#### Objectifs:
[a] D'après l'article sur Mayotte, à quelle date a-t-il été publié ?
[b] Modifiez les entrées de la ligne contenant « Category: dry sand » à la ligne contenant « pixel 542 166 » en remplaçant « Category » par « Label », le reste étant inchangé. Ne fournissez que ces lignes, sans les images.

#### Article:
***

Publié le 13 juin 2016 Lecture : 13 minutes.
« Non, c’est pas possible, tu déconnes ! … » ; à chaque fois que je tente d’expliquer ce qui se passe à Mayotte, c’est d’abord à l’incrédulité que je me heurte. Mayotte, c’est l’impossibilité d’une île, impossibilité en premier lieu de dire ce qui s’expérimente sur cette île : les mots, les expressions, les catégories employées pour en rendre compte étant depuis longtemps corrompus et sclérosés. Tel un mauvais djinn, un désir d’apartheid – le rêve pathogène d’une communauté homogène – possède Mayotte : une île asphyxiée par sa propre frontière où schizophrénie et paranoïa vont de pair, et où l’on chasse l’étranger, village après village, au plus profond de soi-même.

***

#### Entrées extraites:

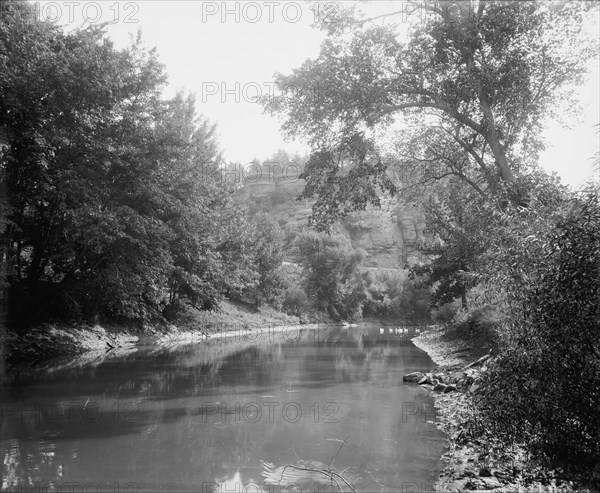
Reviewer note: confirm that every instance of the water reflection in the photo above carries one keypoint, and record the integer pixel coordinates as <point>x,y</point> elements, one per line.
<point>206,417</point>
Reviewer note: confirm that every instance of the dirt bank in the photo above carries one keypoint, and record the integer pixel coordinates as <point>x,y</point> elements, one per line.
<point>475,461</point>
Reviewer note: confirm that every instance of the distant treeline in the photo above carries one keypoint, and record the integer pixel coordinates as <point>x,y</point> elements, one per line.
<point>113,203</point>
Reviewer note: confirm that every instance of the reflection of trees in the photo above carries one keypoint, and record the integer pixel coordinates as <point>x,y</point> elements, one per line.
<point>169,446</point>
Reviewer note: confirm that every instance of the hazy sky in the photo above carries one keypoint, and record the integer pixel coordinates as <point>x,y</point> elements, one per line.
<point>227,53</point>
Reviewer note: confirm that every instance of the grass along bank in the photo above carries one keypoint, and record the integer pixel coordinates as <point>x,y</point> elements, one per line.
<point>476,460</point>
<point>50,341</point>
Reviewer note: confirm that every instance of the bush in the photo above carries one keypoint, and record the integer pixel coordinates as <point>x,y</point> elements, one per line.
<point>295,301</point>
<point>545,386</point>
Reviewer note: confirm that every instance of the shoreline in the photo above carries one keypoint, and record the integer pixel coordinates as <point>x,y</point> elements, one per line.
<point>478,463</point>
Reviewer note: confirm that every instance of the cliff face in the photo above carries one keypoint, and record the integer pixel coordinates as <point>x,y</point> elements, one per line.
<point>389,235</point>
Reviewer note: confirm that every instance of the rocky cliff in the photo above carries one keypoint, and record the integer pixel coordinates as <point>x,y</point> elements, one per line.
<point>389,234</point>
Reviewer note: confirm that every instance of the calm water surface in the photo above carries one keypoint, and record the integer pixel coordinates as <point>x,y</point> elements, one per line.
<point>228,416</point>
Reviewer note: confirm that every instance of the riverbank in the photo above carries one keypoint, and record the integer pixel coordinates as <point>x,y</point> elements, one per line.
<point>89,343</point>
<point>475,460</point>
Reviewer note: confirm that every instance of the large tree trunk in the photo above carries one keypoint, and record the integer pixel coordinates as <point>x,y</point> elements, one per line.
<point>492,138</point>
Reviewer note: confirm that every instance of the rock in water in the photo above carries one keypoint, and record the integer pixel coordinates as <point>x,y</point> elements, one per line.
<point>413,377</point>
<point>440,387</point>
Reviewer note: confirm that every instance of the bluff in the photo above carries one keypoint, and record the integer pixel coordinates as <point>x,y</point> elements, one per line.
<point>390,235</point>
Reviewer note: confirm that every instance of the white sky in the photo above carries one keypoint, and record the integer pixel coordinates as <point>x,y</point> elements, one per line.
<point>208,46</point>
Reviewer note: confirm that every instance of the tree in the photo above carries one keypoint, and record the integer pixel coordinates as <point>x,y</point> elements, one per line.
<point>331,277</point>
<point>480,77</point>
<point>114,200</point>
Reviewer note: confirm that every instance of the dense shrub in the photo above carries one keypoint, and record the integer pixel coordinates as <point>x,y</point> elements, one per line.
<point>295,301</point>
<point>391,294</point>
<point>545,385</point>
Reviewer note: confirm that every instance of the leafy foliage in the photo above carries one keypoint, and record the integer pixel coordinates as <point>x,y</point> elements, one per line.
<point>330,274</point>
<point>546,382</point>
<point>114,206</point>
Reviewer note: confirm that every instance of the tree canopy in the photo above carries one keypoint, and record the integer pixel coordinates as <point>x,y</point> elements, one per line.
<point>479,78</point>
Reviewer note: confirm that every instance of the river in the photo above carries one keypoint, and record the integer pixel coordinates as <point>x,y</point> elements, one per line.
<point>297,410</point>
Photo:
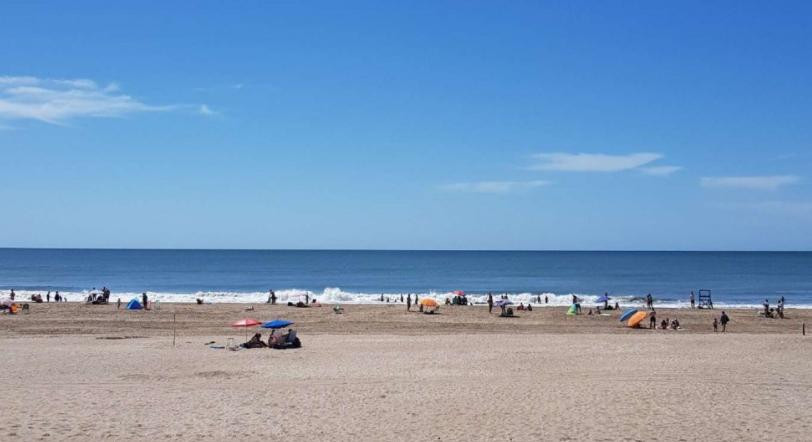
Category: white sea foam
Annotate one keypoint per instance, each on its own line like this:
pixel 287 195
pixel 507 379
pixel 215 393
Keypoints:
pixel 333 295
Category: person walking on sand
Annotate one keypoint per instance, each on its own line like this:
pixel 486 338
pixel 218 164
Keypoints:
pixel 724 319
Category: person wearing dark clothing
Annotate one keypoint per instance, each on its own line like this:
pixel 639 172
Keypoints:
pixel 724 319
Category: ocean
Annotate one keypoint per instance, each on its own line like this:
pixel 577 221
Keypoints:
pixel 740 279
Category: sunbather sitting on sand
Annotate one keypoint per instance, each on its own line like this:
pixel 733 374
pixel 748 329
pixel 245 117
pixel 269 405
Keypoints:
pixel 255 342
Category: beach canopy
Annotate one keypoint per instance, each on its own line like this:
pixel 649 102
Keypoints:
pixel 636 319
pixel 277 323
pixel 134 305
pixel 428 302
pixel 247 322
pixel 627 314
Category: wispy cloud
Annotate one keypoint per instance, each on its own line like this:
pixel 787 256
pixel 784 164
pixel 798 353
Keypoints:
pixel 592 162
pixel 782 208
pixel 206 110
pixel 494 186
pixel 769 182
pixel 59 100
pixel 660 170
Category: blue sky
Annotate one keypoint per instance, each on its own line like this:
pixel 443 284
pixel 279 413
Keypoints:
pixel 413 125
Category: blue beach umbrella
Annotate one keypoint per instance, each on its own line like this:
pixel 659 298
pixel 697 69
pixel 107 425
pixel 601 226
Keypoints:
pixel 277 323
pixel 627 314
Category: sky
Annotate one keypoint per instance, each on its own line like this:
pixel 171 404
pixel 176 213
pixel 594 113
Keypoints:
pixel 606 125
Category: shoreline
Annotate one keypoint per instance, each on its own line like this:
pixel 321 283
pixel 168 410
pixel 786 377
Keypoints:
pixel 377 372
pixel 74 318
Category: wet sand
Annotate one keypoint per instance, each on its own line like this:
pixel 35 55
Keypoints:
pixel 80 372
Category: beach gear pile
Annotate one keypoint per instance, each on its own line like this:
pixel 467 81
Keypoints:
pixel 134 304
pixel 633 317
pixel 281 341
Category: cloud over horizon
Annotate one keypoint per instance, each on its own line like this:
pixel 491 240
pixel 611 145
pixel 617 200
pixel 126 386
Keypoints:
pixel 592 162
pixel 494 186
pixel 56 101
pixel 767 182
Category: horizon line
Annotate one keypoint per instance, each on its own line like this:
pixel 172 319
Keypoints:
pixel 202 249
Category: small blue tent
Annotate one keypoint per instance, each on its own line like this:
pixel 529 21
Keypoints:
pixel 134 305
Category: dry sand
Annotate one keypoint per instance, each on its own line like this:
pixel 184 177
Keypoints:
pixel 379 373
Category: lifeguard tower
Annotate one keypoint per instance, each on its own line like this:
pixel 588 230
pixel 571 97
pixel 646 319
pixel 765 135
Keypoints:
pixel 705 300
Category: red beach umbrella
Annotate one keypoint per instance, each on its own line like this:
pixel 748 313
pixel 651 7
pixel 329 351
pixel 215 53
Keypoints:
pixel 247 322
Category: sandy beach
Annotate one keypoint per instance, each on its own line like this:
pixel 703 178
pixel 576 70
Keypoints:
pixel 81 372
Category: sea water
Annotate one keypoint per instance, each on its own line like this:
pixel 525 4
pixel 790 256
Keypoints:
pixel 742 279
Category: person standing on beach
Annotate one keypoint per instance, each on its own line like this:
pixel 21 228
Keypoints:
pixel 724 319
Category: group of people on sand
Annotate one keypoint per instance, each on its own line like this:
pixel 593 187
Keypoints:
pixel 777 312
pixel 278 341
pixel 98 298
pixel 36 297
pixel 272 298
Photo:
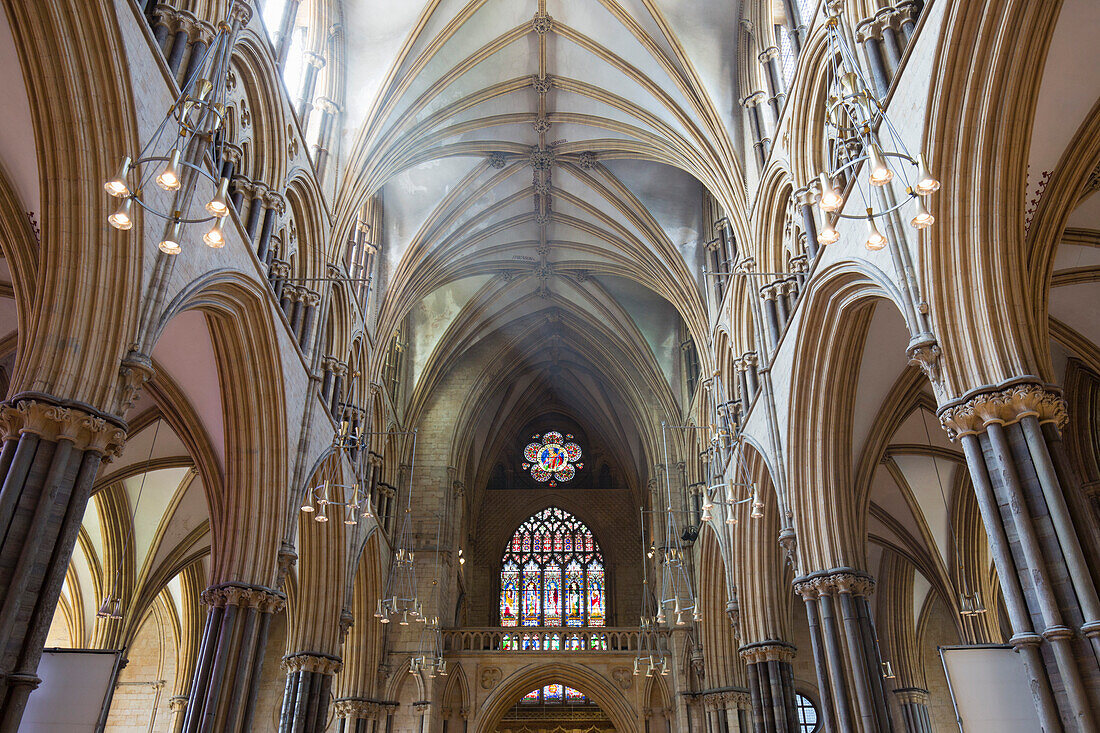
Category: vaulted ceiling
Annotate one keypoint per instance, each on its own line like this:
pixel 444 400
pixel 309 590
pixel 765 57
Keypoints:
pixel 542 166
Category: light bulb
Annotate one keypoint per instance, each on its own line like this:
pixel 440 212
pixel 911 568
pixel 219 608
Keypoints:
pixel 216 238
pixel 923 218
pixel 925 183
pixel 218 206
pixel 121 217
pixel 169 177
pixel 171 242
pixel 880 171
pixel 876 240
pixel 831 197
pixel 117 186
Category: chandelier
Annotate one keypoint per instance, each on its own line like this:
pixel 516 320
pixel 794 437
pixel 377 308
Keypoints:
pixel 399 599
pixel 429 656
pixel 184 153
pixel 862 137
pixel 349 498
pixel 727 493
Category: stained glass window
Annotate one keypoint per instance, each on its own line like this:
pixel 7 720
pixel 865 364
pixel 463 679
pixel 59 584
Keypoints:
pixel 554 695
pixel 552 575
pixel 552 457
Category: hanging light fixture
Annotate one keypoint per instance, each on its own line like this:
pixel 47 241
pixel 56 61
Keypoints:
pixel 864 138
pixel 185 150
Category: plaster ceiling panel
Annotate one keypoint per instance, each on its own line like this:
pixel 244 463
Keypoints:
pixel 186 353
pixel 9 317
pixel 888 496
pixel 597 23
pixel 413 195
pixel 18 146
pixel 89 603
pixel 1069 256
pixel 921 427
pixel 375 32
pixel 1087 214
pixel 150 494
pixel 513 61
pixel 435 314
pixel 154 440
pixel 1069 87
pixel 92 524
pixel 580 64
pixel 189 512
pixel 875 526
pixel 655 317
pixel 921 590
pixel 1076 306
pixel 930 490
pixel 572 101
pixel 882 363
pixel 707 32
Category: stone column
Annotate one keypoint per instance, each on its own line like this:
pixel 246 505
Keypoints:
pixel 314 64
pixel 806 198
pixel 273 206
pixel 52 450
pixel 1012 439
pixel 329 111
pixel 771 686
pixel 307 692
pixel 286 32
pixel 231 654
pixel 845 649
pixel 356 714
pixel 178 707
pixel 913 702
pixel 760 143
pixel 769 57
pixel 869 35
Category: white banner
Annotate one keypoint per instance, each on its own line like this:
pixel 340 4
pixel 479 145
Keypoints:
pixel 74 688
pixel 989 688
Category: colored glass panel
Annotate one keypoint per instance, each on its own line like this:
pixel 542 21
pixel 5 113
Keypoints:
pixel 531 595
pixel 509 594
pixel 551 597
pixel 574 594
pixel 595 594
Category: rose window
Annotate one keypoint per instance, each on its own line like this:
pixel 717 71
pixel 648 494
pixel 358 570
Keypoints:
pixel 552 458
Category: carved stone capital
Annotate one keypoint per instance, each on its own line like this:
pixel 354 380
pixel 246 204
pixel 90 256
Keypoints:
pixel 913 696
pixel 1004 406
pixel 51 422
pixel 264 600
pixel 321 664
pixel 135 370
pixel 770 651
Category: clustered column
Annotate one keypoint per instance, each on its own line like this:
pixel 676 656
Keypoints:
pixel 308 688
pixel 771 686
pixel 231 653
pixel 760 142
pixel 1021 476
pixel 884 36
pixel 845 645
pixel 48 462
pixel 727 711
pixel 913 702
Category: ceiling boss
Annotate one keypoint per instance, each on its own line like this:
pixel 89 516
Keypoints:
pixel 552 456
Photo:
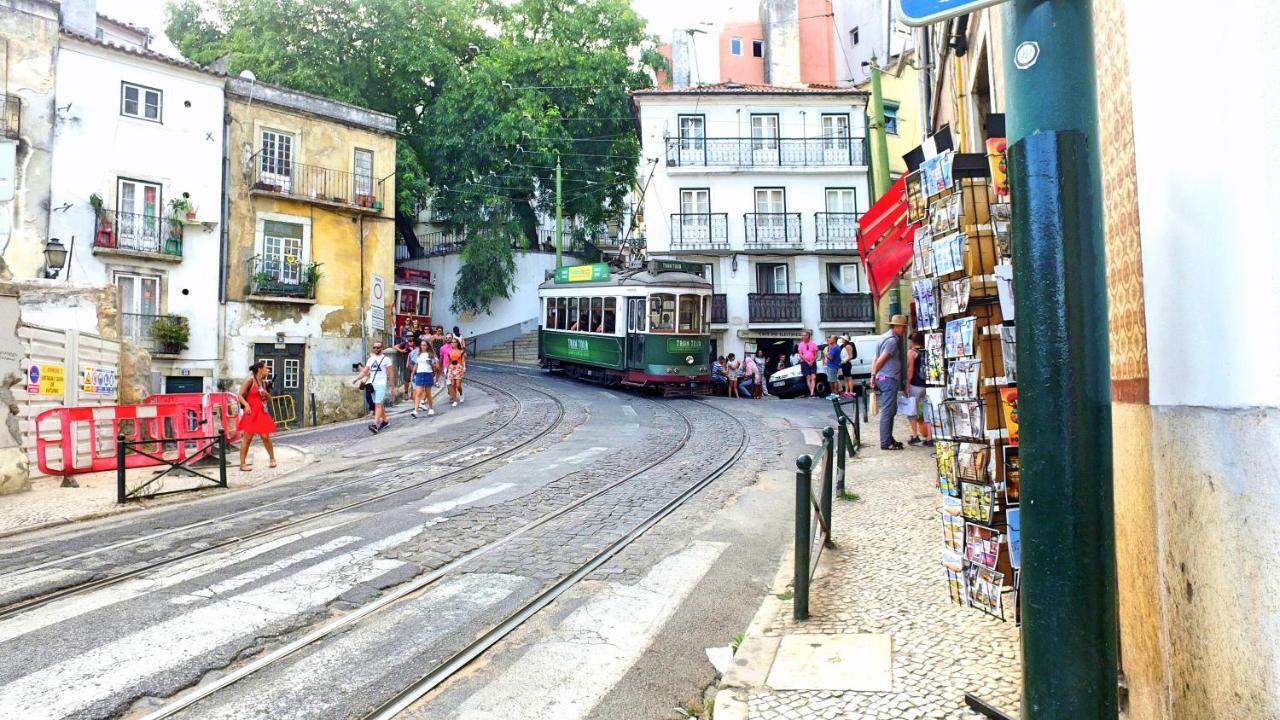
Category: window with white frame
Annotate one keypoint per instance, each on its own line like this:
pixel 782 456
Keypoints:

***

#### Réponses:
[a] Le 13 juin 2016.

[b]
Label: dry sand
Annotate one keypoint per instance, each on its own line like this:
pixel 184 177
Keypoints:
pixel 379 373
Label: lifeguard tower
Annotate one keypoint per instance, each on its own line like this:
pixel 588 230
pixel 571 97
pixel 646 319
pixel 765 135
Keypoints:
pixel 705 300
Label: red beach umbrella
Annotate one keypoint per instance, each on its own line like this:
pixel 748 313
pixel 651 7
pixel 329 351
pixel 215 53
Keypoints:
pixel 247 322
Label: sandy beach
Annotate one keypoint per instance, each on its own line like this:
pixel 703 178
pixel 576 70
Keypoints:
pixel 81 372
Label: sea water
Annotate one keypoint per instance, each on its own line like this:
pixel 525 4
pixel 790 256
Keypoints:
pixel 742 279
Label: person standing on beach
Annotate one keypoint per instance, each on its own line like this:
pixel 21 228
Keypoints:
pixel 724 319
Label: group of people on sand
Annotate one keypoint per instance, each on its own line like this:
pixel 593 187
Keypoints:
pixel 777 312
pixel 278 341
pixel 98 298
pixel 36 297
pixel 272 298
Photo:
Label: vaulted ceiling
Annotate one keypoint per instance, each on its own line like this:
pixel 444 400
pixel 309 590
pixel 765 57
Keypoints:
pixel 542 166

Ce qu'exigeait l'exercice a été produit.